• [WHAT THIS EXERCISE ASKS]:
1. List every person the excerpt on HSA legislation names.
2. Echo the passage of the HSA legislation excerpt starting at "J. Kevin A." and ending at "make additional contributions.".

• [EXCERPT]:
◆ ◆ ◆ ◆

Robertson says, “The last bill passed the house before the midterm elections.” In July 2018, three bills related to consumer-directed health care plans (CDHPs) were passed by the House Ways and Means Committee. The bills were brought forward to the House, and two were passed soon after introduced. The provisions in H.R. 6311: “Increasing Access to Lower Premium Plans and Expanding Health Savings Accounts Act of 2018” was written to allow participants enrolled in Medicare Part A and a qualified high-deductible health plan (HDHP) to continue making HSA contributions after Medicare enrollment. This will alleviate frustration for working individuals 65 and older who were previously required to stop contributions once enrolled in Medicare.

J. Kevin A. McKechnie, executive director, HSA Council at American Bankers Association, says, “Every day 10,000 people become eligible for retirement and some portion of those people have an employer HSA and want to keep contributing to it because they are going to work longer. The ability to get the tax savings plus continue to save for health care costs when they are in retirement is important. But being eligible for Medicare is a disqualifying quality for being eligible to contribute to your account.” Currently, McKechnie says, these workers can keep their HSAs and use them for health care expenses, but they cannot make additional contributions.

Should legislation pass Congress, it would not only help these participants, but it would save the government money. “It’s a saver for the government. It’s in President Trump’s budget. If legislation passed, employees would not be using Medicare first. They would be using it second. The portion of people who are in the HSA plan, stay in the HSA plan. That’s our goal and that’s why it attracted bipartisan votes. Two of the Democrats supporting these bills in the Republican House last summer are now freshman Democratic Senators,” McKechnie says.

The bill will need to pass the House again. It is a revenue bill so it has to start in the Ways and Means committee by constitutional dictate. He adds, “There is a debate in the House leadership about sending a revenue bill to the Senate because that would allow the Senate to put their own provisions in it or strip everything out and send it back which doesn’t mean that you have to do that but in the dynamics of how Congress works, if there is anything in the revenue bill that has to happen, when the Senate sends it back as a take it or leave it proposition, at the end of next year, it is not as favorable a position for the Democratic house to be in. Therefore, the House is reluctant to send bills over now. “

Robertson says this issue is on a difficult road right now. “The reason is we have a very polarized Congress. Anything having to do with health care is a pretty contentious issue and heading into a presidential election next year, I see a difficult road for either party to want to undertake health care issues before the presidential election. If it happens, it would happen sometime between now and September. After September, both parties are going to be full in presidential-election mode and we’re not going to see anything meaningful happen.”

◆ ◆ ◆ ◆

• [DATA BLOCK]:
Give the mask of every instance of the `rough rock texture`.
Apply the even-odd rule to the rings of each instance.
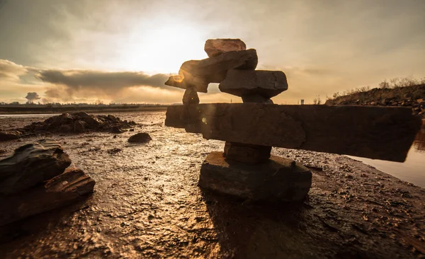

◆ ◆ ◆ ◆

• [ANSWERS]:
1.
Robertson
J. Kevin A. McKechnie
President Trump

2.
J. Kevin A. McKechnie, executive director, HSA Council at American Bankers Association, says, “Every day 10,000 people become eligible for retirement and some portion of those people have an employer HSA and want to keep contributing to it because they are going to work longer. The ability to get the tax savings plus continue to save for health care costs when they are in retirement is important. But being eligible for Medicare is a disqualifying quality for being eligible to contribute to your account.” Currently, McKechnie says, these workers can keep their HSAs and use them for health care expenses, but they cannot make additional contributions.